Giudice archivia il biotestamento: «Libera di non curarsi»

«Caro giudice, mi lasci morire in pace. E quando io non sarò più capace di intendere e di volere, lasci che sia mio marito a decidere di staccare la spina». Una trevigiana di 48 anni, che soffre di una grave patologia degenerativa, ha inoltrato questa richiesta, qualcuno l’ha addirittura definita preghiera, al giudice Clarice Di Tullio. Il quale, proprio mentre in parlamento si stanno delineando gli ultimi dettagli della legge sul biotestamento, ha pensato bene di firmare il decreto che autorizza preventivamente il marito, nominato giuridicamente amministratore di sostegno, a rifiutare le cure che i medici ritenessero necessarie per salvare la vita alla donna. La decisione del magistrato di Treviso, ovviamente, ha scatenato un vespaio di polemiche. Non foss’altro per il fatto che alla Camera la nuova legge in discussione sembra andare nella direzione opposta, ammettendo sì le indicazioni degli interessati in materia di accanimento terapeutico ma affidando al medico curante la gestione del processo di cura. «Attraverso il provvedimento del giudice - ha infatti commentato il ministro Sacconi, peraltro anch’egli trevigiano - si vorrebbe, quanto meno oggettivamente, concorrere ad introdurre il suicidio assistito e programmato, che il nostro ordinamento non consente».
I casi Welby ed Englaro hanno lasciato il segno nel dibattito politico italiano. Il mix complicato di religione, etica, politica, giustizia ha finito col dividere il paese. Il caso della signora trevigiana è finito nell’agenda del giudice all’inizio di quest’anno, quando all’ospedale di Treviso sembrava non ci fosse più nulla da fare. I medici avevano ritenuto necessario, secondo Il Gazzettino, operare una trasfusione e una tracheostomia per garantire la respirazione diventata molto problematica. È stato in quel momento che, partendo da obiezioni di tipo religioso (la paziente è testimone di Geova), la 48enne ha opposto un netto rifiuto.
Fortunatamente la donna è poi riuscita a riprendersi, tanto da poter tornare a casa e vivere normalmente. Almeno fino ad ora. Tuttavia, conscia della gravità della malattia e consapevole che la situazione estrema si sarebbe potuta ripetere magari senza la possibilità di poter decidere per sè, la signora ha chiesto al giudice di poter nominare il marito quale unica persona autorizzata a opporre un eventuale rifiuto alle cure. Il giudice tutelare Di Tullio, pur in assenza di un quadro normativo italiano chiaro in materia, ha ritenuto di accogliere questa richiesta.

Voci di dati raccolte
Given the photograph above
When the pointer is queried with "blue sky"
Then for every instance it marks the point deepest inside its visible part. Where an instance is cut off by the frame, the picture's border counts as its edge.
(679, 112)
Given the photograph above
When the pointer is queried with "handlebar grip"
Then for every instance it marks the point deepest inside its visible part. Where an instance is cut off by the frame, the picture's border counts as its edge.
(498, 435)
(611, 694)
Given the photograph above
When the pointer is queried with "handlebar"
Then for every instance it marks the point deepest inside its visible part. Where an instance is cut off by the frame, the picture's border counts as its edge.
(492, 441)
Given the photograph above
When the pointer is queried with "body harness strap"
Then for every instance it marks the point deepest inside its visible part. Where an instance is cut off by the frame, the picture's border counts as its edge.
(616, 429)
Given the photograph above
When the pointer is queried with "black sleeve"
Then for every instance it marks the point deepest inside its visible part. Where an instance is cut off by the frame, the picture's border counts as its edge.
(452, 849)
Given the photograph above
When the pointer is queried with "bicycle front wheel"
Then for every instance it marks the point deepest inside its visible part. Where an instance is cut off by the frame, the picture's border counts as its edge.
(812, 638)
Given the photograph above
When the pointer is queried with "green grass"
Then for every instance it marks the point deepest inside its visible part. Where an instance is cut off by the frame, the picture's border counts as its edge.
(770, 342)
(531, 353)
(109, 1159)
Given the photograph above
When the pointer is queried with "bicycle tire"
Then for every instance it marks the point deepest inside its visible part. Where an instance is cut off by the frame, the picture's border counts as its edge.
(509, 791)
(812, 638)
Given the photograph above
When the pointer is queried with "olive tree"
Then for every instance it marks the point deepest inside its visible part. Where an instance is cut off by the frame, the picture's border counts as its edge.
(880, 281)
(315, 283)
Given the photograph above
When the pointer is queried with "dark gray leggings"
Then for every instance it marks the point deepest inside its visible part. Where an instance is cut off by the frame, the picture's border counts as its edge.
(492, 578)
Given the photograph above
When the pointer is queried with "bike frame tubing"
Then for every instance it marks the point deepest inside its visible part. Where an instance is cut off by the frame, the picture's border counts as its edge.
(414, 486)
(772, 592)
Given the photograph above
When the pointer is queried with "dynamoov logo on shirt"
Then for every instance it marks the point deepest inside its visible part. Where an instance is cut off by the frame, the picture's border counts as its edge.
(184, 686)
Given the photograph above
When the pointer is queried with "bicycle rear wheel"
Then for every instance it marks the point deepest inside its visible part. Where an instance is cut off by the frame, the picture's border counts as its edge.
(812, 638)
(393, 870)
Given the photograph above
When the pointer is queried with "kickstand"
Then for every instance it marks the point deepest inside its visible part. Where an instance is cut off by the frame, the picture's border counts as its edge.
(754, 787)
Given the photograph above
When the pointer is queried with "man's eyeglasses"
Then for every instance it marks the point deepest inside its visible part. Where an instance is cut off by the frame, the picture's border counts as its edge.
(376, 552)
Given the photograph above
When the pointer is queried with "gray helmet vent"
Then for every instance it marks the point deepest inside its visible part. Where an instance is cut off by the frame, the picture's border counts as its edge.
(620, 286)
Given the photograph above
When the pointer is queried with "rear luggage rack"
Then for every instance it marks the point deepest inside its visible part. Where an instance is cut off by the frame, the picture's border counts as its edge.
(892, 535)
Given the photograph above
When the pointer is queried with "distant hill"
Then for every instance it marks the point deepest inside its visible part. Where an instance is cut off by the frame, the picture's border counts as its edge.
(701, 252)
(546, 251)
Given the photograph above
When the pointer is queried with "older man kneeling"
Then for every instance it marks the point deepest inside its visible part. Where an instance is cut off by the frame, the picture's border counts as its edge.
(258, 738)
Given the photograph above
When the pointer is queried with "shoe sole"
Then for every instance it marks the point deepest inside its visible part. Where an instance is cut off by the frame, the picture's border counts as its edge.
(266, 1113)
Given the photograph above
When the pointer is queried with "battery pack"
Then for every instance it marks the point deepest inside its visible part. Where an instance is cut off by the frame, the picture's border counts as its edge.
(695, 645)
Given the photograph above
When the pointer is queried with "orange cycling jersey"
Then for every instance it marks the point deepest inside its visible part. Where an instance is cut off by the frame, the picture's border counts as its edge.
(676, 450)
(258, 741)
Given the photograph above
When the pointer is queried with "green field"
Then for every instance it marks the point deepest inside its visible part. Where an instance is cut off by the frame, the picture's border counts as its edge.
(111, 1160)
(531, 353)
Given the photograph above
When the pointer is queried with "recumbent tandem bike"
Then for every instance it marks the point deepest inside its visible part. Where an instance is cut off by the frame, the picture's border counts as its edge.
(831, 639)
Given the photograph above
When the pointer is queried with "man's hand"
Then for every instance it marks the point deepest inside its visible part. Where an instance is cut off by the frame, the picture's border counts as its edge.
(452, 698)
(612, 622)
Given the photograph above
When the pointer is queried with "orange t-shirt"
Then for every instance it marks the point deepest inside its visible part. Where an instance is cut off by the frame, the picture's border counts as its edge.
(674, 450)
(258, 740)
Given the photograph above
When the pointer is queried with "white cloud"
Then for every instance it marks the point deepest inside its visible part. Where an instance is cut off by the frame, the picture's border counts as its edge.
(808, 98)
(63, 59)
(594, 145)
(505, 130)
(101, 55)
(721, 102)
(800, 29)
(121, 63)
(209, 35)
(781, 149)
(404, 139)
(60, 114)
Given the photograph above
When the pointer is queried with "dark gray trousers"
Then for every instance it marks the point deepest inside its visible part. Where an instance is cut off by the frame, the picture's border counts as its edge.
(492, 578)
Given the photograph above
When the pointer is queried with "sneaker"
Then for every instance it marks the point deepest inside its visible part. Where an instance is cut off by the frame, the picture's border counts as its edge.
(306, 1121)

**PARTI DELL'ESERCIZIO:**
1: Secondo l'articolo sul biotestamento, a quale confessione religiosa appartiene la paziente?
2: Ricopia dall'articolo sul biotestamento tutto il passo che va da "I casi Welby" giù fino a "un netto rifiuto.".
Per svolgere l'esercizio le righe non servono.

**SOLUZIONI PER COMPITO:**
1: È testimone di Geova.

2:
I casi Welby ed Englaro hanno lasciato il segno nel dibattito politico italiano. Il mix complicato di religione, etica, politica, giustizia ha finito col dividere il paese. Il caso della signora trevigiana è finito nell’agenda del giudice all’inizio di quest’anno, quando all’ospedale di Treviso sembrava non ci fosse più nulla da fare. I medici avevano ritenuto necessario, secondo Il Gazzettino, operare una trasfusione e una tracheostomia per garantire la respirazione diventata molto problematica. È stato in quel momento che, partendo da obiezioni di tipo religioso (la paziente è testimone di Geova), la 48enne ha opposto un netto rifiuto.